* SOURCE PASSAGE
+ + + + + + +
Multisample coalescent simulations
The two-sample results are useful at clarifying how neutral drift should operate in facultative sexual populations under a variety of scenarios. However, when analysing empirical data, one would normally obtain multiple samples and then estimate neutral diversity based on these. For obligate sexual organisms, coalescent simulations have proved essential at modelling expected neutral diversity levels as caused by complex demographic scenarios, such as population bottlenecks or expansions (Hudson 2002). Equivalent analysis on sequence data from facultative sexual species is not possible using existing coalescent simulation software. This is because gene samples remain paired within individual lineages if sex is rare; a type of genetic isolation not considered in existing simulation packages. Therefore, it is necessary to create a new coalescent algorithm to account for partial rates of sex.
In Section S6 of the Supplementary Derivations file, we describe how to create a coalescent algorithm that includes partial rates of sex. Standard coalescent algorithms generally proceed in two stages (Wakeley 2009): first, the expected time until an event (state change) is drawn from an exponential distribution, the mean of which is dependent on the total probability that any state change arise, including coalescence. Given this time, the actual change that occurs is subsequently determined by the conditional probabilities of each possible state change, given that a change arises. A third step can be added in which mutations are added to the resulting genealogy in proportion to the branch lengths.
To allow for any rate of sex, we modify the procedure as follows. One draws the expected time until either a state change involving at least one sex event occurs, or a state change not involving sex. Once this time is drawn, it is then determined if the change involved sex or not; if so, the number of sexual splits is drawn from a zero-truncated binomial distribution. The number of trials is determined by the current number of paired within-individual samples, and the probability of sex σ. After sexual reproduction is resolved, it is then specified what, if any, other events occur that generation. Hence unlike in standard coalescent simulations, there can be multiple state changes, especially if rates of sex are not too low. The process is repeated until all samples coalesce. We have implemented this algorithm into a simulation program for R (R Development Core Team 2014), which is available as Supplementary Material S8 or can be downloaded online (URL to be confirmed).
Using this simulation, we investigated how traditional population genetic parameters are affected under low rates of sex, to determine if there is a risk that they show spurious signs of selection or demography. We ran our coalescent algorithm while varying the rate of sex, and analysed the mutational outputs to calculate summary statistics. 1000 trees were ran for each point for all simulation results throughout. Confidence intervals were calculated using a normal-distribution approximation; similar intervals were produced if using 1000 bootstrap samples.
+ + + + + + +
* DATA SUPPLIED
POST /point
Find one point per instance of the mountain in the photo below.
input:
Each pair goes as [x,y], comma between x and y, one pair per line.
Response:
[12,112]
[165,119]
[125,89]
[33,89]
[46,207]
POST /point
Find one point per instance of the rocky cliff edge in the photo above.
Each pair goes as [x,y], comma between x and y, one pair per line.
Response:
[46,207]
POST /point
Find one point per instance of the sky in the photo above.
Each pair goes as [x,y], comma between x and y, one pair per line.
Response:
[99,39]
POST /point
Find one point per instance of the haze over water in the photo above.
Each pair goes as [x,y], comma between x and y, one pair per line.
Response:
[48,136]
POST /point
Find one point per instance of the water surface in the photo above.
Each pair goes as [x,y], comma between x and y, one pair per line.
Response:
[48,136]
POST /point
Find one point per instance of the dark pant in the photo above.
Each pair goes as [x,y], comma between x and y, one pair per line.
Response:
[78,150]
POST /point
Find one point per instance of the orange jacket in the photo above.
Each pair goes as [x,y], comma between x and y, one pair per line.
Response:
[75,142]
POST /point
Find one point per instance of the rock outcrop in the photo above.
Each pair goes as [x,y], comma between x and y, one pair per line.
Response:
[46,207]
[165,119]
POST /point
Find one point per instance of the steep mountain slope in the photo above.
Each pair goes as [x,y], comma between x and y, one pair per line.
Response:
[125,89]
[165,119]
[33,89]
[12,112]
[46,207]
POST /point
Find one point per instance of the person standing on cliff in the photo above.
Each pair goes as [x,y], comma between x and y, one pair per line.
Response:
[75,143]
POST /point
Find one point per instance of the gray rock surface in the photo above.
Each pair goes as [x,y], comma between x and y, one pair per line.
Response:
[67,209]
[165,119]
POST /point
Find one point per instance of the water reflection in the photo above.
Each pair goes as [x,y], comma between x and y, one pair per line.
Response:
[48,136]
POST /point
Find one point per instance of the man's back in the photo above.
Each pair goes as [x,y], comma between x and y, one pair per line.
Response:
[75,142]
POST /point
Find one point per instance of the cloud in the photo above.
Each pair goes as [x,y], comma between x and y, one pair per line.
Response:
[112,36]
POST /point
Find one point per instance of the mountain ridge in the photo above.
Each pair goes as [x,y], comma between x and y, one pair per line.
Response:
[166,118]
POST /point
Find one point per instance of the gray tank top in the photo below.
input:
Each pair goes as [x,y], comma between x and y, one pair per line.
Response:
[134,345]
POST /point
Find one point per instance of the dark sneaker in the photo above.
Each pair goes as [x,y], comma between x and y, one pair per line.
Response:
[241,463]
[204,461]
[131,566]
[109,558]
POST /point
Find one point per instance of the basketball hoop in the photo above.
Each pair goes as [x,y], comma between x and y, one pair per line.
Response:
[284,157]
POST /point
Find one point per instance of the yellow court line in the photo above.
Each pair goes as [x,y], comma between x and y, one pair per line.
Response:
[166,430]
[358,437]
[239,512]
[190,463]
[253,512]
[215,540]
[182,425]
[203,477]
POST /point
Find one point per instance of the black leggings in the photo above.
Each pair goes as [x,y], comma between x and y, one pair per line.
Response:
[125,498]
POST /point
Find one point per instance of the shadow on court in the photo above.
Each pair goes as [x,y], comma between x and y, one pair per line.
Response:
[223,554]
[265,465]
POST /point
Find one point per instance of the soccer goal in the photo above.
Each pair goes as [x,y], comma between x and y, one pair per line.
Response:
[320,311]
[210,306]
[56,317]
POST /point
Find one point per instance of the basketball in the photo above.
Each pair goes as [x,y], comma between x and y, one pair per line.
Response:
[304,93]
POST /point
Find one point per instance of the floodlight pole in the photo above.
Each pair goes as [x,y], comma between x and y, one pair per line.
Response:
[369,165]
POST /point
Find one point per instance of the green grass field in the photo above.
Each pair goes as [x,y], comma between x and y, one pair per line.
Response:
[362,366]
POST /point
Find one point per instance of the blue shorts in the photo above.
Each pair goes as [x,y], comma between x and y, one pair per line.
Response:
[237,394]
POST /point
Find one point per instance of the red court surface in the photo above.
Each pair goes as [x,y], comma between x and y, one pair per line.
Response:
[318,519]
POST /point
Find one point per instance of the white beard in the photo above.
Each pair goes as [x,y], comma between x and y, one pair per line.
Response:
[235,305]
+ + + + + + +
* WORK INSTRUCTIONS
1. Answer these questions from the passage on multisample coalescent simulations, one per line:
(a) How many trees were run for each point in the simulation results?
(b) From what kind of distribution is the number of sexual splits drawn?
(c) For what software was the simulation program written?
2. List every cited work, by author and year, in the passage on multisample coalescent simulations.
3. From the passage on multisample coalescent simulations, copy the text between "In Section S6" and "the branch lengths.", inclusive.

* ANSWERS FOR EACH ITEM
1.
(a) 1000
(b) A zero-truncated binomial distribution
(c) R

2.
Hudson 2002
Wakeley 2009
R Development Core Team 2014

3.
In Section S6 of the Supplementary Derivations file, we describe how to create a coalescent algorithm that includes partial rates of sex. Standard coalescent algorithms generally proceed in two stages (Wakeley 2009): first, the expected time until an event (state change) is drawn from an exponential distribution, the mean of which is dependent on the total probability that any state change arise, including coalescence. Given this time, the actual change that occurs is subsequently determined by the conditional probabilities of each possible state change, given that a change arises. A third step can be added in which mutations are added to the resulting genealogy in proportion to the branch lengths.